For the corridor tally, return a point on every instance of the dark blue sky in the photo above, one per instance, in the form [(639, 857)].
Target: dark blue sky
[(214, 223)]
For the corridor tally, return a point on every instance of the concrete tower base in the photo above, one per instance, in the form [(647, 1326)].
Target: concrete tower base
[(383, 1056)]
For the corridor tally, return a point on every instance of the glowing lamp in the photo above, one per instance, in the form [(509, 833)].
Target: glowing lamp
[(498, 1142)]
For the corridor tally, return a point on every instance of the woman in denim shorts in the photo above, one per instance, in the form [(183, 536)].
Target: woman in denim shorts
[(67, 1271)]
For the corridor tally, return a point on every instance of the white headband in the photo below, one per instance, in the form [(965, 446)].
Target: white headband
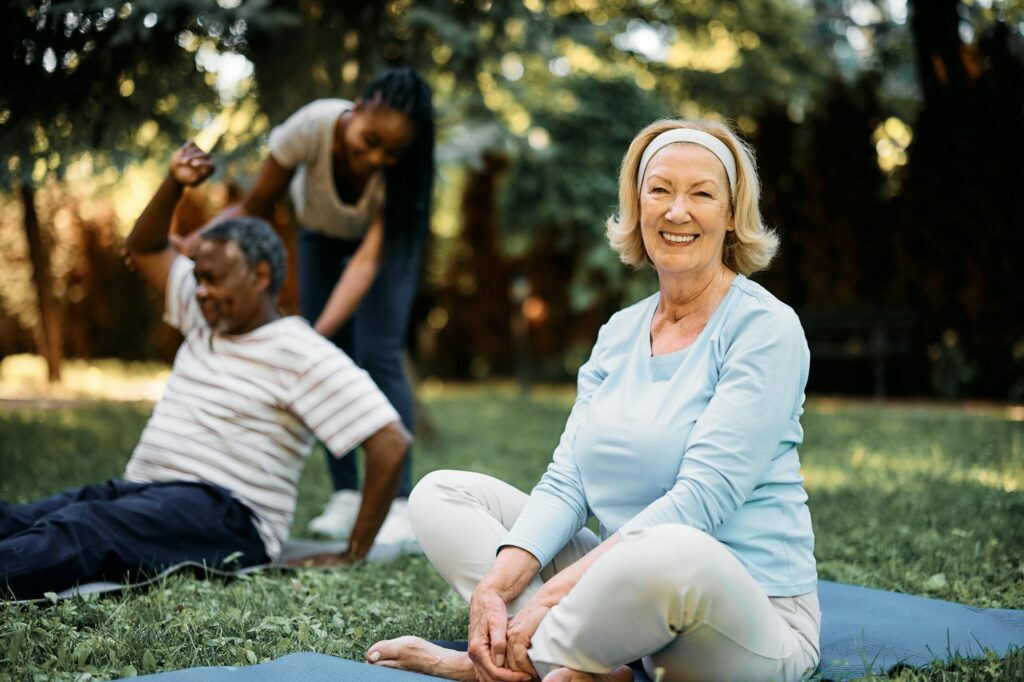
[(710, 142)]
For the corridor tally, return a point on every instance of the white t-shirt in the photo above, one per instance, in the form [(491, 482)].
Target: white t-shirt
[(303, 142), (242, 412)]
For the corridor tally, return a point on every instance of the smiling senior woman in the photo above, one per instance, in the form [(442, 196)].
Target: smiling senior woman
[(682, 442)]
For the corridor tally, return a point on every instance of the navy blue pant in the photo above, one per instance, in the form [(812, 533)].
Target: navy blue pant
[(118, 529), (375, 335)]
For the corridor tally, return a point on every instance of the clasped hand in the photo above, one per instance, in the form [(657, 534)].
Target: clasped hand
[(498, 646), (190, 165)]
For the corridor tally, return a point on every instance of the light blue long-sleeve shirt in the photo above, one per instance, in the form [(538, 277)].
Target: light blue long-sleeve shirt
[(706, 436)]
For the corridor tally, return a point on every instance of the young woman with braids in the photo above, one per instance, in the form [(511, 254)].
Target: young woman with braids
[(360, 177)]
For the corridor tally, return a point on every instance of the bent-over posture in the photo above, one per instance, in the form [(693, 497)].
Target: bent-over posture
[(216, 469)]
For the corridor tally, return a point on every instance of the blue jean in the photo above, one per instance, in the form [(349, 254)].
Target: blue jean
[(374, 336), (119, 528)]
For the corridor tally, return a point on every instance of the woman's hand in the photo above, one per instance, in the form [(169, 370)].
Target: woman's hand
[(520, 632), (487, 625), (190, 165)]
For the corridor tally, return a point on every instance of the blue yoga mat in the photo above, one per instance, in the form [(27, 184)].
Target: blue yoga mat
[(862, 631)]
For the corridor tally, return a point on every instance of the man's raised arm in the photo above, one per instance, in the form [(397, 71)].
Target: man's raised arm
[(147, 245)]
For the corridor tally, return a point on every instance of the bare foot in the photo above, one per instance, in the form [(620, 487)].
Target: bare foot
[(621, 674), (419, 655)]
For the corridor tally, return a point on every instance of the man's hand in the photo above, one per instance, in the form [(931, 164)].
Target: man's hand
[(190, 165)]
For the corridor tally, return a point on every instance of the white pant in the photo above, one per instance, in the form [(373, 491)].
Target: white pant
[(671, 595)]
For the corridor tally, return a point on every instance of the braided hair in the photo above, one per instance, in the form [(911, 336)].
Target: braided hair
[(409, 182)]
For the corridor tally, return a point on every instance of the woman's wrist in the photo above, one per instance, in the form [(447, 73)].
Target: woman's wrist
[(513, 569)]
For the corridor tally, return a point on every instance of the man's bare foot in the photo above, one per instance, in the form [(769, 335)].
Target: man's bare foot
[(419, 655), (621, 674)]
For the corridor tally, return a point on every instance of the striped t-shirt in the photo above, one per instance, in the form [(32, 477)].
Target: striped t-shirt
[(242, 412)]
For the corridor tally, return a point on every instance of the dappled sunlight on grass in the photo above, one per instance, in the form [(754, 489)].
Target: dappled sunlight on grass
[(921, 501), (24, 378)]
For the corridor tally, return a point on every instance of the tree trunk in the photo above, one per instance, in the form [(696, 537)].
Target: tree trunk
[(49, 342)]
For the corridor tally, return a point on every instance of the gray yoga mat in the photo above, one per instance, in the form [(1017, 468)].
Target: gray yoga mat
[(862, 631)]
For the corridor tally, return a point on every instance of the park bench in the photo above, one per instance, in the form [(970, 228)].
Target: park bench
[(878, 337)]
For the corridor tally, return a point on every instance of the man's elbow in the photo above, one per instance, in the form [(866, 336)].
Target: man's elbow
[(390, 444)]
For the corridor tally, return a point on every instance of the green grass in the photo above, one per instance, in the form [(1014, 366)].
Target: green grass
[(923, 501)]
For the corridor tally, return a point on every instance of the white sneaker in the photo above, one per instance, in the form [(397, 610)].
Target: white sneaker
[(339, 515), (397, 529)]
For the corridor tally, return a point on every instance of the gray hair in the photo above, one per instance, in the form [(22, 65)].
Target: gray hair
[(257, 241)]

The problem → Could you print all of the entries above exactly as written, minus the pictures?

Output below →
For the corridor tally, return a point on every instance of the dark blue sky in the photo above, one per instance, in the form [(639, 857)].
Target: dark blue sky
[(214, 223)]
For the corridor tally, return a point on every instance of the concrete tower base in the photo above, one per instance, in the form [(647, 1326)].
Target: concrete tower base
[(383, 1056)]
For the corridor tally, return a point on every instance of the glowing lamp in the photo above, one per instance, in the form [(509, 833)].
Target: glowing lamp
[(498, 1142)]
For the corridor tally, return a point on every instance of the woman in denim shorts in the photo above, one per instance, in the form [(183, 536)].
Target: woman in denim shorts
[(67, 1271)]
For the corridor tally, return a point on every instance of the white headband in the photo below, one per instance, in the form [(965, 446)].
Target: white headband
[(710, 142)]
For the corridor tally, return a point on every instance of the white t-shirt in the photo above, one per instance, in the form [(491, 482)].
Target: white t-shirt
[(303, 142), (242, 412)]
For the corridor tally, return a point on every instance of the smiling senior woman in the photo above, one per instance, in the form [(442, 196)].
Target: smiling senior woman
[(682, 442)]
For the corridor tally, return a point on every instance of the navy blue pant in the photo above, one per instance, in the form [(812, 533)].
Target: navy blue pant
[(118, 529), (375, 335)]
For the corridor tally, return a point on every instance of the clasped hand in the photo above, one per instance, in the form [(657, 534)].
Target: clasped hand
[(498, 646), (190, 165)]
For the corridor tally, return a point on every instance of the light blue long-sleeve shirt in the photo above, one per instance, in the form [(538, 277)].
Target: light blue long-sleeve shirt
[(706, 436)]
For the corridor tally, return a point on every instance of the young woman with braids in the photo above, one per instance, in the form [(511, 254)].
Target: young woman with braids
[(360, 177)]
For the corridor tally, return a point on every instance of the bent-over posture in the photo above, one per instance, in the form [(693, 497)].
Target: bent-over posture
[(216, 469)]
For the corridor tally, return a point on every instance of the blue jean in the photo above, one per instance, in the form [(349, 254)].
Target: blue jean
[(374, 336), (119, 528)]
For the corridor tally, return a point on every instance of the woman's hand in the photo above, one per instance, in the form [(169, 370)].
Target: woman's hand
[(520, 632), (487, 625), (190, 165)]
For the corridor tally, return a point on every instance of the blue yoga mat in the photo above, one per instance, in the form [(27, 184)].
Target: blue yoga mat
[(862, 631)]
For the corridor tally, return a point on every instance of the man's raised arm in the photo above, one per instance, in the form [(397, 71)].
Target: man's raised arm
[(147, 245)]
For the corridor tally, return a point on every instance of the bare foot in the photo above, one per instance, in the form [(620, 487)].
Target: bare foot
[(621, 674), (419, 655)]
For the corridor tally, return a point on every instance of the man's hand in the photo above, one per instance, in the form [(931, 164)].
Target: man's hand
[(190, 165)]
For the corridor tally, return a point on every instance of the white pant in the photo above, one per instance, in the form [(373, 491)].
Target: white pant
[(671, 595)]
For the corridor tally, return a point on every instance of the braided hair in the photo above, one per instance, in the form [(911, 336)].
Target: braided hair
[(409, 182)]
For the corridor tally, return a point on every instance of the woman's wrist in the photo above, one per instance, in the form [(447, 73)].
Target: woman's wrist
[(513, 569)]
For the corridor tally, return a point on every instance of the man's bare foot in the photo above, one per instance, in the form [(769, 335)].
Target: man's bare foot
[(419, 655), (621, 674)]
For the corridor tally, return a point on every instance of the striped t-shirt in the photo above, one per instance, in the form [(32, 477)].
Target: striped t-shirt
[(242, 412)]
For the corridor tally, return a point on every instance of the dappled sunlight on grass in the photo above, one per instance, in the form [(754, 489)].
Target: dappled sunlight on grass
[(921, 501), (24, 378)]
For the corridor tally, return a point on every instance of the tree trunk in the photo above, one per instance, in the form [(696, 537)].
Target: tree trunk
[(49, 342)]
For the corridor tally, return a point on every instance of the gray yoga mat in the photo above, one per instance, in the form [(1017, 468)].
Target: gray yoga mat
[(862, 631)]
For the corridor tally, return a point on every instance of the park bench in the photo above, one per instance, in the form [(970, 228)].
Target: park bench
[(878, 337)]
For the corridor tally, return a point on every instance of the man's elbow in the photo above, one per instance, in the form [(866, 336)].
Target: man's elbow
[(390, 444)]
For the corridor tally, return a point on every instance of the green grass in the photo above, one per instance, in the form [(1014, 366)].
Target: green grass
[(923, 501)]
For the corridor tally, return a point on every instance of the white sneaker in the photo above, one per instance, in the form [(397, 610)].
Target: white sneaker
[(339, 515), (397, 529)]
For the corridor tally, return a point on every instance of the gray hair in the photo above, one per instance, in the form [(22, 65)].
Target: gray hair
[(257, 241)]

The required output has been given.